[Start of Attachment]

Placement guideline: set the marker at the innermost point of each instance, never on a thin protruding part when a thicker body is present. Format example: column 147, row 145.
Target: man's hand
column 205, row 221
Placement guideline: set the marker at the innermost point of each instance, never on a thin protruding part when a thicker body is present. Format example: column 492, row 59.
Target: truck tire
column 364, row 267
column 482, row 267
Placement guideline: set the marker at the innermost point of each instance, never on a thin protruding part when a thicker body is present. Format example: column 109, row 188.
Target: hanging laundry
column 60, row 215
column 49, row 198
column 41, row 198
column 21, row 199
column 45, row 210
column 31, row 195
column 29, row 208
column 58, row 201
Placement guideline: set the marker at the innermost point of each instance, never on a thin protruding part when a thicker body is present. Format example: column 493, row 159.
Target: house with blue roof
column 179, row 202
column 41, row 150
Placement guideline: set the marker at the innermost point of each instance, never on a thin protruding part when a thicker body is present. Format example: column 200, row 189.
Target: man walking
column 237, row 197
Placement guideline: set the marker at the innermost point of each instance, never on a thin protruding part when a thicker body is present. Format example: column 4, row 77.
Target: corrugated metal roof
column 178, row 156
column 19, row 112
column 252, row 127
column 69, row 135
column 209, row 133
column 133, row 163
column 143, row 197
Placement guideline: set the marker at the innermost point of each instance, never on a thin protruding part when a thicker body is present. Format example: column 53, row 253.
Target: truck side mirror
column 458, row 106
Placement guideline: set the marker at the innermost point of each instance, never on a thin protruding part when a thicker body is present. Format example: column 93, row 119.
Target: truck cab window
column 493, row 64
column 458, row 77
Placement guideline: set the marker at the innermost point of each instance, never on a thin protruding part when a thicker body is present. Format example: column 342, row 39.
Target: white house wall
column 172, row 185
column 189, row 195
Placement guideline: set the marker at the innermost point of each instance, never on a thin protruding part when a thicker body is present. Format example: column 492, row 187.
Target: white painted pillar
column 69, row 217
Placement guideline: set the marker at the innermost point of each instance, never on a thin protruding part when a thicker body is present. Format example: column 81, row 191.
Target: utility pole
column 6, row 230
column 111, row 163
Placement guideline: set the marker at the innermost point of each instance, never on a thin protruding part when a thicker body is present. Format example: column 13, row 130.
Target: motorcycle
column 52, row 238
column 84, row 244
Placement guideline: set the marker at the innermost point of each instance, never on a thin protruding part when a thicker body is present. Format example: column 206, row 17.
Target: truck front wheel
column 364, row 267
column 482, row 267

[End of Attachment]

Instructions to follow:
Return all data verbatim.

Final answer:
Placement guideline: set the marker at the innermost point of each instance, never on a thin protruding part when a thicker body is present. Format example: column 147, row 145.
Target: man's hand
column 205, row 221
Placement guideline: set the marker at the innermost point of each instance, never on a thin protruding part when a thicker body is present. Format example: column 492, row 59.
Target: truck tire
column 364, row 267
column 482, row 267
Placement guideline: set the marker at the innermost point of each instance, never on a thin protruding part when a thicker body is present. Format example: column 109, row 188.
Target: hanging laundry
column 60, row 215
column 49, row 198
column 41, row 198
column 21, row 199
column 45, row 210
column 31, row 195
column 29, row 208
column 58, row 201
Placement guideline: set the marker at the innermost point of each instance, never on a thin protruding part when a thicker body is present. Format example: column 493, row 159.
Target: house with blue roof
column 179, row 202
column 41, row 150
Placement guideline: set the marker at the innermost point of each instance, never on a thin protruding part when a thicker body is present. Format example: column 200, row 189.
Target: man walking
column 237, row 197
Placement guideline: set the marker at the innermost point of each instance, never on a thin protruding part when a thicker body is present. Format example: column 4, row 77.
Target: corrugated metal roof
column 178, row 156
column 19, row 112
column 252, row 127
column 69, row 135
column 209, row 133
column 133, row 163
column 143, row 197
Placement guideline: set the marker at the innermost point of each instance, never on a thin protruding part when a thicker body is present. Format example: column 53, row 253.
Target: truck side mirror
column 458, row 106
Placement guideline: set the marker at the innermost point of each instance, never on a thin protruding part when a thicker body is present. Format example: column 93, row 119.
Target: truck cab window
column 493, row 64
column 458, row 77
Placement guideline: set the marker at the innermost point of each instance, never on a thin protruding part when a thicker body is present. Format example: column 342, row 39.
Target: white house wall
column 172, row 185
column 189, row 195
Placement guideline: set the marker at the innermost point of each instance, never on a thin protruding part when a thicker body is present. Format example: column 492, row 187.
Target: white painted pillar
column 69, row 217
Placement guideline: set the marker at the innermost point of each instance, never on a thin protruding part when a thicker body is present. Format example: column 81, row 191.
Target: utility pole
column 6, row 230
column 111, row 163
Placement guideline: set the marker at the innermost point of each instance, never on a thin protruding part when a thicker body is present. Format example: column 13, row 130.
Target: motorcycle
column 52, row 238
column 84, row 244
Placement guideline: set the marker at the innermost point of each instance, never on a thin protruding part when a thicker body is present. Format example: column 206, row 17.
Target: truck front wheel
column 364, row 267
column 482, row 267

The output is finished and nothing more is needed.